- Task to carry out:
Repeat all of the records verbatim.

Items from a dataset
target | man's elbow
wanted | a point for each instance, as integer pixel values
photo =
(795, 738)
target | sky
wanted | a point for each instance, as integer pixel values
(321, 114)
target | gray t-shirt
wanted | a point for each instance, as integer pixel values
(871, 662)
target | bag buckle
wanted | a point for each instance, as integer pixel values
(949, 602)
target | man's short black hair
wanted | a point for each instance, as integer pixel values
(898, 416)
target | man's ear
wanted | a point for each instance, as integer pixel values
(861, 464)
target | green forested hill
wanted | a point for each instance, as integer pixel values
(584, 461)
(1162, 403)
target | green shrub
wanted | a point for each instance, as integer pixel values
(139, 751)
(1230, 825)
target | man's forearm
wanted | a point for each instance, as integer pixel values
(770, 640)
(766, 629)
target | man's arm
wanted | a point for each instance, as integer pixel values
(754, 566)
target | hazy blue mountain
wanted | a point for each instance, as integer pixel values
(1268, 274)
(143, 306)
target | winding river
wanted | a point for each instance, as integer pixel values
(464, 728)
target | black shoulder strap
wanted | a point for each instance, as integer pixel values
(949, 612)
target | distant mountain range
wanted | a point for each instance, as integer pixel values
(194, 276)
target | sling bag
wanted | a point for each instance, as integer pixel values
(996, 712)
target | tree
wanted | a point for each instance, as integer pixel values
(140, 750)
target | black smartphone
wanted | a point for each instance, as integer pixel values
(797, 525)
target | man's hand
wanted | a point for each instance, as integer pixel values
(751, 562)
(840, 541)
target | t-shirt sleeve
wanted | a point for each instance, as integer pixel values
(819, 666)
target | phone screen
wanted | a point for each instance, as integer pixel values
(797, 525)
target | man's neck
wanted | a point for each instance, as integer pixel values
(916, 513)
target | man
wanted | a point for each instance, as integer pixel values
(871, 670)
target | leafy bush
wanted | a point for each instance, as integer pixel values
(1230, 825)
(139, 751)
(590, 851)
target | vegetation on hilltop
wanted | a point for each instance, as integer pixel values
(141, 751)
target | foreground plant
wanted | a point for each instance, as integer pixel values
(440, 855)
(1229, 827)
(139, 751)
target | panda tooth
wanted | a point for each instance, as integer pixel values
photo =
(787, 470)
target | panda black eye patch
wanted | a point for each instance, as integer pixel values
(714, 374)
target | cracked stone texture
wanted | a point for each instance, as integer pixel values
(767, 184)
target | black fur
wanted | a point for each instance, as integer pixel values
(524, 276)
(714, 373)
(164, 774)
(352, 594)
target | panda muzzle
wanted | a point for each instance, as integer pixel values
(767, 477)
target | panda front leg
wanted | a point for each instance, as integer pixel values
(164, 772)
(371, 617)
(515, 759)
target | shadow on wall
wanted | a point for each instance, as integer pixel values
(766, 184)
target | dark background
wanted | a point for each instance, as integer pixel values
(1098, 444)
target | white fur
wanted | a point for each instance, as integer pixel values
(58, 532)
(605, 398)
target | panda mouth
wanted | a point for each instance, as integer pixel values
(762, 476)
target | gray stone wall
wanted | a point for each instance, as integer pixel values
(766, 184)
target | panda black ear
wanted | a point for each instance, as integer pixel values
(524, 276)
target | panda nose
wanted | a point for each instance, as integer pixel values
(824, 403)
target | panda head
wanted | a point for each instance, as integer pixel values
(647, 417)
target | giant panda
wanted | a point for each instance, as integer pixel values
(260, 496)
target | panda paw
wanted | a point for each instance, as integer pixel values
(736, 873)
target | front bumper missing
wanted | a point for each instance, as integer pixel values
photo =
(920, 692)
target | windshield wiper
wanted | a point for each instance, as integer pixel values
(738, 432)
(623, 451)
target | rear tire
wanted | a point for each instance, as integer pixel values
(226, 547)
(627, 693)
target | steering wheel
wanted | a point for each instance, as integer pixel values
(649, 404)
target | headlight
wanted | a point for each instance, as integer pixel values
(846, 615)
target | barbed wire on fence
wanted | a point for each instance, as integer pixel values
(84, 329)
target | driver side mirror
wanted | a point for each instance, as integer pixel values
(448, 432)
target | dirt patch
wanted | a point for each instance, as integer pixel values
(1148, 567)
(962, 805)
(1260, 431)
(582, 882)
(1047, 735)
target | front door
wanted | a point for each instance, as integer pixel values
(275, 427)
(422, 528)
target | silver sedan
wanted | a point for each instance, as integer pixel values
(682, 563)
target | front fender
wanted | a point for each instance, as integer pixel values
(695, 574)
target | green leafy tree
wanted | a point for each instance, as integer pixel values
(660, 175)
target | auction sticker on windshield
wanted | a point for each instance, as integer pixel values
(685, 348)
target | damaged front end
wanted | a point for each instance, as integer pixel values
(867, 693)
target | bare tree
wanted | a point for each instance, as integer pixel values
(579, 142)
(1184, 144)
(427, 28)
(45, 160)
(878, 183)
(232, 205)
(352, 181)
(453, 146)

- Result of this exercise:
target | man's elbow
wanted | a point for each instance, as integer pixel values
photo =
(795, 738)
target | sky
wanted | a point for each instance, as integer pixel values
(321, 114)
target | gray t-shirt
wanted | a point for each instance, as integer pixel values
(871, 662)
target | bag buckle
wanted | a point for each instance, as integer pixel values
(949, 602)
target | man's short black hair
wanted | a point for each instance, as integer pixel values
(898, 416)
target | man's ear
wanted | a point for each instance, as integer pixel values
(861, 464)
target | green forested hill
wanted | a point for each instance, as integer pixel values
(584, 461)
(1162, 403)
target | green shrub
wanted | a point for each instance, as integer pixel values
(139, 751)
(1230, 825)
target | man's forearm
wanted | a point for each instance, as integer pixel values
(770, 640)
(766, 629)
target | man's arm
wanted | a point for each instance, as integer pixel values
(754, 566)
target | hazy blue mountain
wanted | a point for each instance, as integer pixel values
(1268, 274)
(143, 306)
target | winding river
wanted | a point for each instance, as integer pixel values
(464, 728)
target | black shoulder strap
wanted | a point for each instance, as integer pixel values
(949, 612)
target | distant mountain range
wanted | a point for each instance, as integer pixel values
(194, 276)
target | sling bag
wanted | a point for each instance, as integer pixel values
(996, 712)
target | tree
wanted | a point for each instance, as integer pixel values
(140, 750)
target | black smartphone
wanted | a point for each instance, as integer pixel values
(797, 525)
target | man's hand
wanted | a point for each instance, as integer pixel values
(751, 562)
(840, 541)
target | t-shirt sleeve
wanted | a point for each instance, as integer pixel values
(819, 666)
target | phone screen
wanted | a point for each instance, as integer pixel values
(797, 525)
target | man's neck
wanted | a point for each instance, as integer pixel values
(916, 513)
target | man
wanted | a point for each instance, as integer pixel values
(871, 670)
target | leafy bush
wanted | a point for each instance, as integer pixel values
(1230, 825)
(139, 751)
(590, 851)
target | vegetation on hilltop
wanted | a point for each instance, as integer pixel values
(141, 751)
target | foreground plant
wanted | a point for each instance, as integer pixel values
(440, 855)
(1229, 827)
(139, 751)
target | panda tooth
wanted | a point for each instance, as integer pixel values
photo =
(787, 470)
target | panda black eye patch
wanted | a point for each instance, as integer pixel values
(714, 374)
target | cracked stone texture
wanted | a point for each instance, as integer pixel values
(767, 184)
target | black fur
wanted | a point for each instance, as integer pixel values
(524, 276)
(714, 373)
(164, 774)
(352, 594)
target | panda muzzle
wanted | a point for each instance, as integer pixel values
(767, 477)
target | panda front leg
wanted | a point for each instance, as integer pixel values
(164, 772)
(371, 617)
(515, 759)
target | shadow on wall
wanted | a point for each instance, as integer pixel values
(766, 184)
target | dark background
wanted | a point for each instance, as integer pixel values
(1098, 444)
target | white fur
wanted | a point for each instance, as integer pixel values
(58, 532)
(605, 398)
target | panda mouth
wanted | a point for each instance, as integer pixel values
(762, 476)
target | gray stone wall
wanted | a point for each instance, as integer pixel values
(766, 184)
target | panda black ear
wanted | a point for each instance, as integer pixel values
(524, 276)
target | panda nose
wanted | a point for each instance, as integer pixel values
(824, 403)
target | panda head
wanted | a point for each instance, as integer pixel values
(647, 417)
target | giant panda
wanted | a point for each instance, as integer pixel values
(260, 496)
target | panda paw
wanted | a point for each instance, as integer pixel values
(736, 873)
target | front bumper missing
wanted | a point for each instance, as integer pixel values
photo =
(920, 692)
target | windshield wiper
wanted | a point for each instance, as integer pixel values
(738, 432)
(623, 451)
target | rear tire
wanted | a point for each instance, as integer pixel values
(226, 547)
(627, 693)
target | steering wheel
wanted | a point for each instance, as integer pixel values
(649, 404)
target | headlight
wanted | a point for each instance, as integer pixel values
(846, 615)
target | barbed wire on fence
wanted | a point for each instance, as integer pixel values
(84, 329)
target | driver side mirror
wanted | a point for each instance, as integer pixel values
(448, 432)
target | dirt patch
wanted | a point for each instance, as integer pixel values
(1148, 567)
(962, 805)
(1260, 431)
(582, 882)
(1047, 735)
target | front door
wanted | a point for each instance, as integer pixel values
(275, 427)
(422, 528)
target | silver sedan
wanted | a point for each instance, as integer pixel values
(682, 563)
target | front fender
wanted | a point for each instance, as integer pixel values
(695, 574)
target | green leafy tree
wanted | a point for each instance, as integer pixel values
(660, 175)
target | auction sticker on windshield
wanted | a point for each instance, as integer pixel values
(685, 348)
target | damaged front end
wanted | a point for each instance, as integer pixel values
(867, 693)
target | bare tree
wanted | a point for each instance, as integer pixel values
(579, 142)
(1184, 144)
(427, 28)
(45, 160)
(878, 183)
(232, 205)
(352, 181)
(453, 146)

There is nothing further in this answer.